Input Start Marker

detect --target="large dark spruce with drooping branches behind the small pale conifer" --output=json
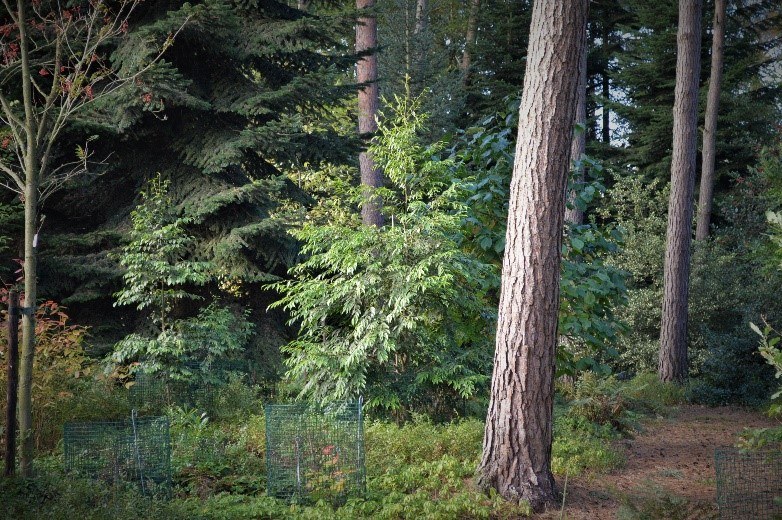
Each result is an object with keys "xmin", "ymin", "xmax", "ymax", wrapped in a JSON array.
[{"xmin": 27, "ymin": 0, "xmax": 354, "ymax": 354}]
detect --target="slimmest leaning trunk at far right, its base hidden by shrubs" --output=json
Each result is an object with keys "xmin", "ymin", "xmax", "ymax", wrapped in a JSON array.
[{"xmin": 695, "ymin": 0, "xmax": 727, "ymax": 240}]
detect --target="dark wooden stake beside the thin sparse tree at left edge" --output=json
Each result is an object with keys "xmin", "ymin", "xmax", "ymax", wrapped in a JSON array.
[{"xmin": 4, "ymin": 290, "xmax": 19, "ymax": 477}]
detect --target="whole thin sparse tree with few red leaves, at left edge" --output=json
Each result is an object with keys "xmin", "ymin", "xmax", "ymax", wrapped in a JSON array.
[{"xmin": 0, "ymin": 0, "xmax": 185, "ymax": 477}]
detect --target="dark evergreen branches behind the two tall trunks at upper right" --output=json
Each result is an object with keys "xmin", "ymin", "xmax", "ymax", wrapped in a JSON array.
[{"xmin": 609, "ymin": 0, "xmax": 780, "ymax": 180}]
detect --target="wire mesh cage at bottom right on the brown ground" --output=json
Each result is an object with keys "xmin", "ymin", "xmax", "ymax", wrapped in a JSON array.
[{"xmin": 714, "ymin": 448, "xmax": 782, "ymax": 520}]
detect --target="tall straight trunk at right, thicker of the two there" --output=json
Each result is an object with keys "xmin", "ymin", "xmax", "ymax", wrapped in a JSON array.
[{"xmin": 659, "ymin": 0, "xmax": 702, "ymax": 381}]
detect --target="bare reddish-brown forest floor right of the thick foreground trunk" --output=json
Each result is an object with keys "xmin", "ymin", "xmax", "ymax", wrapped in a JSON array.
[{"xmin": 539, "ymin": 405, "xmax": 774, "ymax": 520}]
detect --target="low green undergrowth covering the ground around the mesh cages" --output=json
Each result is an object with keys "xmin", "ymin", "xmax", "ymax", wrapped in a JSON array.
[{"xmin": 0, "ymin": 374, "xmax": 682, "ymax": 519}]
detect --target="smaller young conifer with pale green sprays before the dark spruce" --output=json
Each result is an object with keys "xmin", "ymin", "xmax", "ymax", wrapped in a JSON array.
[{"xmin": 112, "ymin": 177, "xmax": 251, "ymax": 380}]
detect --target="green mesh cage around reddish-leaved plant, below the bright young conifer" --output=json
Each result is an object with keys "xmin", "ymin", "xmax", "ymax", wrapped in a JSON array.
[{"xmin": 265, "ymin": 400, "xmax": 366, "ymax": 505}]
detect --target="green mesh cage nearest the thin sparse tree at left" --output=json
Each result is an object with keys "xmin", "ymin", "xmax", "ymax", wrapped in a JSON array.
[{"xmin": 63, "ymin": 412, "xmax": 171, "ymax": 496}]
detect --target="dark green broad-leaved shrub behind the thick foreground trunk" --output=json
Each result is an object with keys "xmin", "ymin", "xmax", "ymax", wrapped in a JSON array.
[{"xmin": 453, "ymin": 100, "xmax": 626, "ymax": 375}]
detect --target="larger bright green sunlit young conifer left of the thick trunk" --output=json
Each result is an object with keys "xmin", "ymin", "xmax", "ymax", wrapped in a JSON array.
[{"xmin": 273, "ymin": 93, "xmax": 497, "ymax": 413}]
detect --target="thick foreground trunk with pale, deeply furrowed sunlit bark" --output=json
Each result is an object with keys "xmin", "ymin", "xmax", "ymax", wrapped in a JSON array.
[{"xmin": 478, "ymin": 0, "xmax": 588, "ymax": 510}]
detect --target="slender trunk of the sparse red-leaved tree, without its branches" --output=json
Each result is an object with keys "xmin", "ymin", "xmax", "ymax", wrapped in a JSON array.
[{"xmin": 17, "ymin": 0, "xmax": 40, "ymax": 477}]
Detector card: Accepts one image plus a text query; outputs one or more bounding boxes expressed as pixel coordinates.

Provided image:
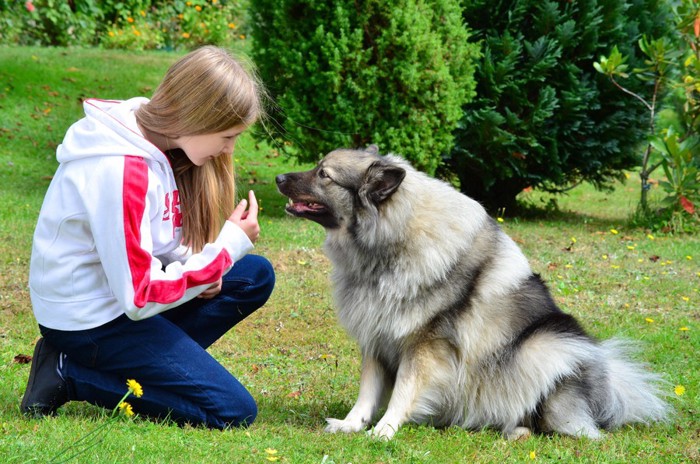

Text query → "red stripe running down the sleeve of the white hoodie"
[123,156,231,308]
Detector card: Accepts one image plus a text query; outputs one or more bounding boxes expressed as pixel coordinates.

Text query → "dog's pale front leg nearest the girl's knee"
[325,357,386,433]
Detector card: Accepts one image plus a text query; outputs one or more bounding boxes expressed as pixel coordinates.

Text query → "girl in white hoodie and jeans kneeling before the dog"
[21,47,274,429]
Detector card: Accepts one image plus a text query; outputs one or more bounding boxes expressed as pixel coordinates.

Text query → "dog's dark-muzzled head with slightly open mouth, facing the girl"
[276,145,406,229]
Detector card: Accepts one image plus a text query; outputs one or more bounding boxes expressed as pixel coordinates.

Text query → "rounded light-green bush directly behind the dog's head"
[250,0,478,172]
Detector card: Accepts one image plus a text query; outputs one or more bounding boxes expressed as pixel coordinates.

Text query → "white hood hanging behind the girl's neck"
[56,97,168,163]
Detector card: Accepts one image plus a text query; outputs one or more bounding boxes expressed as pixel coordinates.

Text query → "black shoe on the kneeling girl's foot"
[21,338,68,418]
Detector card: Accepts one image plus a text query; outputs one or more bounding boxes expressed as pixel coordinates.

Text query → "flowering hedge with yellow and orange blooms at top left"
[0,0,248,50]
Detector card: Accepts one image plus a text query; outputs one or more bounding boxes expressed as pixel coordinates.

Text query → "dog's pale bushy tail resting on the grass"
[598,339,671,429]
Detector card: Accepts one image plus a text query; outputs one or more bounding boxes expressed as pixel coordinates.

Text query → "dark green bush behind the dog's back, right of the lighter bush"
[448,0,670,210]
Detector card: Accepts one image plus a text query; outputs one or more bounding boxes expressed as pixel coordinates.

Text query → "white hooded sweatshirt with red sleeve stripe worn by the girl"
[29,98,253,330]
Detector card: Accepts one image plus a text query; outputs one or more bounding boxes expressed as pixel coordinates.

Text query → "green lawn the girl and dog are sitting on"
[0,47,700,463]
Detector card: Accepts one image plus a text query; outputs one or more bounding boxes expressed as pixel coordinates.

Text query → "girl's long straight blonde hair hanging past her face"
[136,46,263,252]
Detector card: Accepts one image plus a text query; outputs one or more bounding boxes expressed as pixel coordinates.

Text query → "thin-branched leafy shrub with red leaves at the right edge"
[594,0,700,232]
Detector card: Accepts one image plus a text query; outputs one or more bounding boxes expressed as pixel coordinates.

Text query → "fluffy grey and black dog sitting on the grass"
[277,146,669,439]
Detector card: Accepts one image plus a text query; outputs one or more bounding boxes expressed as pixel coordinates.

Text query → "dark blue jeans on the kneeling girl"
[39,255,275,429]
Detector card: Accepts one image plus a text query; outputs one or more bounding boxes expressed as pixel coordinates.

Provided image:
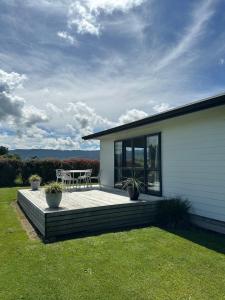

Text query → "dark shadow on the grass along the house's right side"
[162,226,225,254]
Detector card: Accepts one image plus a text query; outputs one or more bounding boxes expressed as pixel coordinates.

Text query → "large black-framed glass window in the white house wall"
[115,134,162,195]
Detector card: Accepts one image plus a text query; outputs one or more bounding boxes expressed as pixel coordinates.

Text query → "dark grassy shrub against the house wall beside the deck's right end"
[156,198,191,227]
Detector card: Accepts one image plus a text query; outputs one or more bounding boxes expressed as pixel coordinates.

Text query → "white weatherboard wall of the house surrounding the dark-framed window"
[101,106,225,221]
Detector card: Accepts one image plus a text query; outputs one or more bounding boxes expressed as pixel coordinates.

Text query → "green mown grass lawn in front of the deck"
[0,188,225,300]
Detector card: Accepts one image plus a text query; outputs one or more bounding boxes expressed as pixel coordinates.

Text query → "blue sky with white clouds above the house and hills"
[0,0,225,150]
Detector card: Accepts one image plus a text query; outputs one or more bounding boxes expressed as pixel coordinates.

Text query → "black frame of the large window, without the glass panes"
[114,132,162,197]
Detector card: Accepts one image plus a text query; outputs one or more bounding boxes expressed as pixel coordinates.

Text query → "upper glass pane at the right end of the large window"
[147,135,160,170]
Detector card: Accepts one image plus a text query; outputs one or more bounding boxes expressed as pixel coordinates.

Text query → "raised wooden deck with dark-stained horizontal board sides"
[17,188,159,239]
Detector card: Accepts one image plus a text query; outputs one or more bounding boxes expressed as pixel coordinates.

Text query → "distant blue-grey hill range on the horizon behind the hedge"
[9,149,99,160]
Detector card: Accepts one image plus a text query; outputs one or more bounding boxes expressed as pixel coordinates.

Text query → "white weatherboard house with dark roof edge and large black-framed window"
[83,94,225,233]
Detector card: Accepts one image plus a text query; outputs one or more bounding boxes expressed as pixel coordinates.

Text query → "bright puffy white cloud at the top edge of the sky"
[68,0,145,36]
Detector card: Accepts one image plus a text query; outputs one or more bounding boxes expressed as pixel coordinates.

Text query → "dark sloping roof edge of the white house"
[83,94,225,140]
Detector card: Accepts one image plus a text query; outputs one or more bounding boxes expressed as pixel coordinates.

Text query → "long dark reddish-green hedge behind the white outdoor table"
[0,159,99,187]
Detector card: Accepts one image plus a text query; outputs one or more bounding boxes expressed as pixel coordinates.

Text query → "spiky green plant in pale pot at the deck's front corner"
[45,182,62,208]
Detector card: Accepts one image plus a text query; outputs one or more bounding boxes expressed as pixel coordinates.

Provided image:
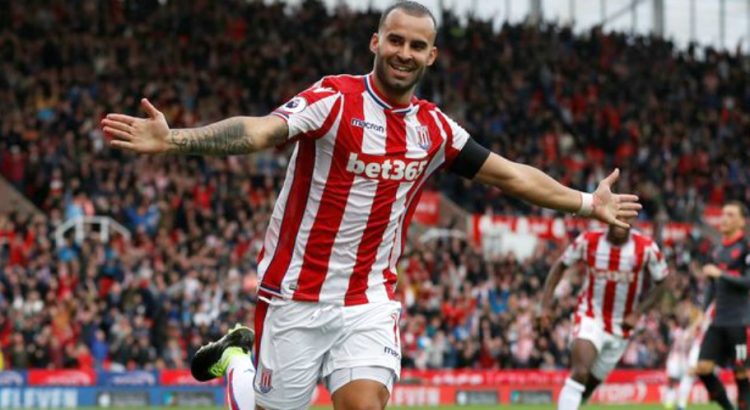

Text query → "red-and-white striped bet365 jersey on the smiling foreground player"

Input End Marker

◆ Your task: Each line that holds the string "sunlit" counts once. Give the total for the listing and nothing else.

◆ Written solution: 2